▶ [READING PASSAGE]
[Start]

Merge branch 'ralf/solve_proper' into 'master'

Factor out solve_proper_prepare

See merge request robbertkrebbers/coq-stdpp!19

theories/tactics.v

@@ -304,18 +304,18 @@ Ltac f_equiv :=
   | |- (?R _) (?f _ _ _ _) _ => simple apply (_ : Proper (R _ ==> R _ ==> R _ ==> R _ ==> _) f)
   | |- (?R _ _) (?f _ _ _ _) _ => simple apply (_ : Proper (R _ _ ==> R _ _ ==> R _ _ ==> R _ _ ==> _) f)
   | |- (?R _ _ _) (?f _ _ _ _) _ => simple apply (_ : Proper (R _ _ _ ==> R _ _ _ R _ _ _ ==> R _ _ _ ==> _) f)
-  (* Next, try to infer the relation. Unfortunately, there is an instance
-     of Proper for (eq ==> _), which will always be matched. *)
+  (* Next, try to infer the relation. Unfortunately, very often, it will turn
+     the goal into a Leibniz equality so we get stuck. *)
   (* TODO: Can we exclude that instance? *)
-  (* TODO: If some of the arguments are the same, we could also
-     query for "pointwise_relation"'s. But that leads to a combinatorial
-     explosion about which arguments are and which are not the same. *)
   | |- ?R (?f _) _ => simple apply (_ : Proper (_ ==> R) f)
   | |- ?R (?f _ _) _ => simple apply (_ : Proper (_ ==> _ ==> R) f)
   | |- ?R (?f _ _ _) _ => simple apply (_ : Proper (_ ==> _ ==> _ ==> R) f)
   | |- ?R (?f _ _ _ _) _ => simple apply (_ : Proper (_ ==> _ ==> _ ==> _ ==> R) f)
-   (* In case the function symbol differs, but the arguments are the same,
-      maybe we have a pointwise_relation in our context. *)
+  (* In case the function symbol differs, but the arguments are the same,
+     maybe we have a pointwise_relation in our context. *)
+  (* TODO: If only some of the arguments are the same, we could also
+     query for "pointwise_relation"'s. But that leads to a combinatorial
+     explosion about which arguments are and which are not the same. *)
   | H : pointwise_relation _ ?R ?f ?g |- ?R (?f ?x) (?g ?x) => simple apply H
   end;
   try simple apply reflexivity.
@@ -335,23 +335,30 @@ Ltac solve_proper_unfold :=
   | |- ?R (?f _ _) (?f _ _) => unfold f
   | |- ?R (?f _) (?f _) => unfold f
   end.

[End]

▶ [RAW RECORDS]
[Start]

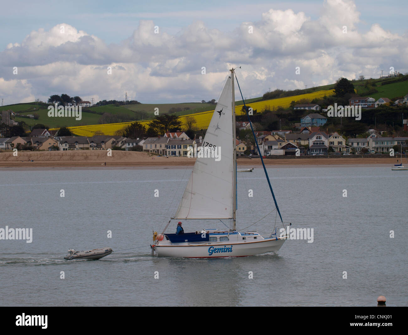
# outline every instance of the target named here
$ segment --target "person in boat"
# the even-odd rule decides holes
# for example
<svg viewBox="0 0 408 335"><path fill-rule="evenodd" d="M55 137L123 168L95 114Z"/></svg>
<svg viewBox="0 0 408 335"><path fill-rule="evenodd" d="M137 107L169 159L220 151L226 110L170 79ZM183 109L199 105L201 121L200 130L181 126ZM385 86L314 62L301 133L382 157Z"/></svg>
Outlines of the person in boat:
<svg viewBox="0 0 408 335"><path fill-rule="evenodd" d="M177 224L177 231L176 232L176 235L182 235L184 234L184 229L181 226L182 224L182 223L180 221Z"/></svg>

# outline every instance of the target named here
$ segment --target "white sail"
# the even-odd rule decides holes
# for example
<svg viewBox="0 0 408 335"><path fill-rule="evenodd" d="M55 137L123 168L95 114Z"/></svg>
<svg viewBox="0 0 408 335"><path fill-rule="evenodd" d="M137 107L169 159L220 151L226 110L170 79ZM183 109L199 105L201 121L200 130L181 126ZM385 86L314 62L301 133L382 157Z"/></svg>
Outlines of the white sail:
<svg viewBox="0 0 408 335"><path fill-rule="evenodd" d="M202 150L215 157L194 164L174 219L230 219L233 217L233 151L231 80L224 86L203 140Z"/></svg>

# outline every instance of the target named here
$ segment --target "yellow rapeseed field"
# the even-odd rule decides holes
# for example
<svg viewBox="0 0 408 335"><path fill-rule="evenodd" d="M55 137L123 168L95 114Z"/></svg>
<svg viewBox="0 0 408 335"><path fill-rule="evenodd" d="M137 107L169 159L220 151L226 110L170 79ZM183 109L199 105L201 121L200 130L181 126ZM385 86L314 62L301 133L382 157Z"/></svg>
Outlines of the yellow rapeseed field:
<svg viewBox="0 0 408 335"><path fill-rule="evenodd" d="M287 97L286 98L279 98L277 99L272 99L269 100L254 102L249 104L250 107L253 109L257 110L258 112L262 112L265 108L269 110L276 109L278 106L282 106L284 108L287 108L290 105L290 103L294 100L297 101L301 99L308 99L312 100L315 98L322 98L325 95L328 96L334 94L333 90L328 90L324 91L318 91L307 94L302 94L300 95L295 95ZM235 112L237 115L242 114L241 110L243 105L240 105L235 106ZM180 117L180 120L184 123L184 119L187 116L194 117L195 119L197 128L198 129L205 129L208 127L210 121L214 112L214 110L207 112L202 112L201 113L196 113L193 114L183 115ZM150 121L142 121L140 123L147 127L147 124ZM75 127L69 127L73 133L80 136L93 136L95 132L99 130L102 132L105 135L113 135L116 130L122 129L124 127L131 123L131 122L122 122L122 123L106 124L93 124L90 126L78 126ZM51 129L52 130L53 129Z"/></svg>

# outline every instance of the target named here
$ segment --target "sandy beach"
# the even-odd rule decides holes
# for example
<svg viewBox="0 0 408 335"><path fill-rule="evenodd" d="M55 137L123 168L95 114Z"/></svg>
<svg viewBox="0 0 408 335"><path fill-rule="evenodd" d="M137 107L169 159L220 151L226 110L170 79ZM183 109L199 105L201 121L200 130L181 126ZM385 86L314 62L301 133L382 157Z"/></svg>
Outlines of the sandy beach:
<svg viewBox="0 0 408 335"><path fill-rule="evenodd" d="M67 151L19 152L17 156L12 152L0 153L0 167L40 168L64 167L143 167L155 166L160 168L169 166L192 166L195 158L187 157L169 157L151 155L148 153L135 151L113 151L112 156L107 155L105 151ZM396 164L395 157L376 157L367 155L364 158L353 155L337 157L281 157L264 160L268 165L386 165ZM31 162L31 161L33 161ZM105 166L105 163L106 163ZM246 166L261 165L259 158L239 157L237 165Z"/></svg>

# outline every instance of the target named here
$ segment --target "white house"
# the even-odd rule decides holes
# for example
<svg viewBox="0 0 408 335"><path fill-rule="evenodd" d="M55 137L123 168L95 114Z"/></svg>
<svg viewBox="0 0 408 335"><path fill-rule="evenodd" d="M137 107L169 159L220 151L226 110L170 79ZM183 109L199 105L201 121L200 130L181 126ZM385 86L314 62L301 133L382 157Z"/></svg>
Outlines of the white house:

[End]

▶ [PROBLEMS TO SOLVE]
1. Which file does the commit text show changes to?
2. Render the entries as a numbered list, starting at the beginning of the entries and ending at the line that contains "150L215 157L194 164L174", with blank lines dropped. Leave the pictures out.
The commit text and the entries have nothing to do with each other.

▶ [RESULTS OF THE EXERCISE]
1. theories/tactics.v

2.
1. # outline every instance of the target named here
2. $ segment --target "person in boat"
3. # the even-odd rule decides holes
4. # for example
5. <svg viewBox="0 0 408 335"><path fill-rule="evenodd" d="M55 137L123 168L95 114Z"/></svg>
6. <svg viewBox="0 0 408 335"><path fill-rule="evenodd" d="M137 107L169 159L220 151L226 110L170 79ZM183 109L199 105L201 121L200 130L181 126ZM385 86L314 62L301 133L382 157Z"/></svg>
7. Outlines of the person in boat:
8. <svg viewBox="0 0 408 335"><path fill-rule="evenodd" d="M177 224L177 231L176 232L176 235L182 235L184 234L184 229L181 226L182 224L182 223L180 221Z"/></svg>
9. # outline every instance of the target named here
10. $ segment --target "white sail"
11. # the even-odd rule decides holes
12. # for example
13. <svg viewBox="0 0 408 335"><path fill-rule="evenodd" d="M55 137L123 168L95 114Z"/></svg>
14. <svg viewBox="0 0 408 335"><path fill-rule="evenodd" d="M137 107L169 159L220 151L226 110L170 79ZM183 109L199 105L201 121L200 130L181 126ZM385 86L314 62L301 133L382 157Z"/></svg>
15. Outlines of the white sail:
16. <svg viewBox="0 0 408 335"><path fill-rule="evenodd" d="M202 150L215 157L194 164L174 219L230 219L233 217L233 151L231 80L224 86L203 140Z"/></svg>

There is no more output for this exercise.